It did work, but I wanted to use C# and .Net and the NRF24L01 driver in the dotnet iot project didn't work without modification:
.Net Code (using dotnet iot library):
using System;
using System.Text;
using System.Threading;
using System.Device.Gpio;
using System.Device.Spi;
using Iot.Device.Nrf24l01;
using System.Collections.Generic;
// See https://github.com/dotnet/iot for System.Device.Gpio source code and help
namespace RF24Lib
{
/// <summary>
/// Control NRF24L01 board
/// </summary>
public class RF24Controller
{
private SpiDevice senderDevice;
private GpioController _controller;
private bool _disposed = false;
public RF24Controller(GpioController controller)
{
_controller = controller;
}
public void Initialize()
{
// SPI0 CS0
SpiConnectionSettings senderSettings = new SpiConnectionSettings(0, 0)

◆ WRITTEN INSTRUCTION A
Rewrite the collected data from its first line through the line containing "Target: cloud", using "Locate" in place of "Pick out" and keeping everything else the same. Omit the pictures from your answer.
The forum post and the collected data are unrelated materials.

[Collected data]
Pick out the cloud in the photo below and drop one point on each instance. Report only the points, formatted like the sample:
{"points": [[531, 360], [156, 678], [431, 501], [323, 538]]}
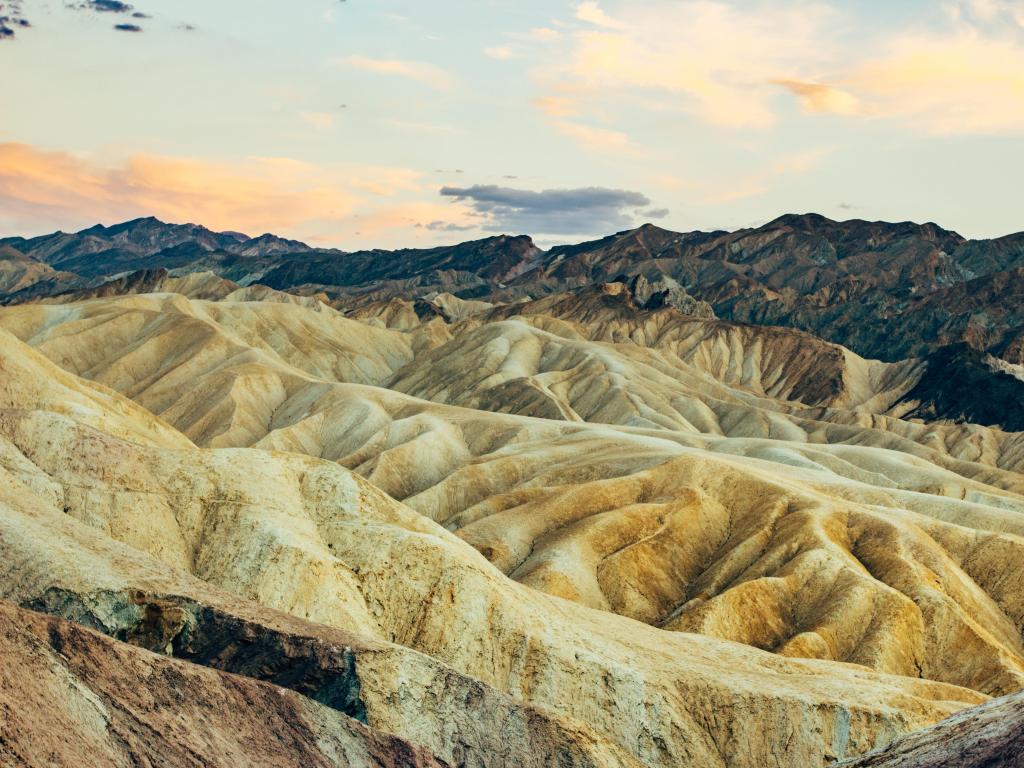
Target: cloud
{"points": [[557, 107], [446, 226], [427, 74], [601, 139], [965, 82], [563, 212], [545, 34], [41, 190], [338, 205], [11, 18], [956, 71], [592, 13], [322, 121], [762, 180], [819, 97], [502, 52], [712, 59], [104, 6]]}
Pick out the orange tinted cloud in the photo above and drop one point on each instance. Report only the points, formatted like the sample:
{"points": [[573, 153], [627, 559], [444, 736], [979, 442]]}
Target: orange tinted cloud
{"points": [[42, 190], [965, 83], [820, 97], [713, 59]]}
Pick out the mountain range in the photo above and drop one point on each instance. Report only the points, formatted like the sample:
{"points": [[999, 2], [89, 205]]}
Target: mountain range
{"points": [[886, 291], [711, 499]]}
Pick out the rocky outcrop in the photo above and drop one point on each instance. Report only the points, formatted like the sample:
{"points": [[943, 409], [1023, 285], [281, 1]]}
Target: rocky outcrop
{"points": [[140, 541], [987, 736], [73, 696]]}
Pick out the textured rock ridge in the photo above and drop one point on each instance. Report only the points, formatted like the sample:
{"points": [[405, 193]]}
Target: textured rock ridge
{"points": [[990, 735]]}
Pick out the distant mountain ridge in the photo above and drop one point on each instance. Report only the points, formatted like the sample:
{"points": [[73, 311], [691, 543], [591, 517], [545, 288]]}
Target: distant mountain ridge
{"points": [[887, 291]]}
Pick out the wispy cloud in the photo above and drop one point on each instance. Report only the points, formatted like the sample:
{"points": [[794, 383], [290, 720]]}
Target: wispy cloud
{"points": [[601, 139], [322, 121], [421, 72], [41, 190], [966, 81], [593, 13]]}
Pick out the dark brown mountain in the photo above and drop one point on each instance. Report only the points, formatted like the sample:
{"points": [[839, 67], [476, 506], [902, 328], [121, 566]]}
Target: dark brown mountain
{"points": [[493, 260], [887, 291]]}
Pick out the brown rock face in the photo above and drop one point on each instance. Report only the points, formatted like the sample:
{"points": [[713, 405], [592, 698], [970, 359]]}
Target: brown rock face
{"points": [[987, 736], [75, 697]]}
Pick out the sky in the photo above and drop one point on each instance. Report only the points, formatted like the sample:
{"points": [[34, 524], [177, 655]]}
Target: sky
{"points": [[402, 123]]}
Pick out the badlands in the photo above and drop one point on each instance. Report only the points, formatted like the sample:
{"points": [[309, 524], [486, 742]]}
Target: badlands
{"points": [[595, 526]]}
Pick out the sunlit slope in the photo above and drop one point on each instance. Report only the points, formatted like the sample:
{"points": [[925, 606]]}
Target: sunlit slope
{"points": [[95, 524], [816, 532]]}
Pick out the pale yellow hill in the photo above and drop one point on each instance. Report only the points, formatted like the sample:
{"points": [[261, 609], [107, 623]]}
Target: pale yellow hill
{"points": [[88, 514]]}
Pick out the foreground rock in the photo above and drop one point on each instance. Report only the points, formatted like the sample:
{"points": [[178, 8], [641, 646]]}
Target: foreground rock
{"points": [[986, 736], [195, 552], [74, 697]]}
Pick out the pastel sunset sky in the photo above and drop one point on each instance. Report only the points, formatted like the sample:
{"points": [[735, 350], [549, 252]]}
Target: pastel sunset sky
{"points": [[410, 123]]}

◆ WRITTEN INSTRUCTION B
Reproduce the entire forum post on the NRF24L01 driver with no changes.

◆ WRITTEN SOLUTION A
Locate the cloud in the photo below and drop one point on each instance. Report only the points, formatted like the sample:
{"points": [[531, 360], [156, 678], [431, 501], [323, 538]]}
Target: cloud

◆ WRITTEN SOLUTION B
It did work, but I wanted to use C# and .Net and the NRF24L01 driver in the dotnet iot project didn't work without modification:
.Net Code (using dotnet iot library):
using System;
using System.Text;
using System.Threading;
using System.Device.Gpio;
using System.Device.Spi;
using Iot.Device.Nrf24l01;
using System.Collections.Generic;
// See https://github.com/dotnet/iot for System.Device.Gpio source code and help
namespace RF24Lib
{
/// <summary>
/// Control NRF24L01 board
/// </summary>
public class RF24Controller
{
private SpiDevice senderDevice;
private GpioController _controller;
private bool _disposed = false;
public RF24Controller(GpioController controller)
{
_controller = controller;
}
public void Initialize()
{
// SPI0 CS0
SpiConnectionSettings senderSettings = new SpiConnectionSettings(0, 0)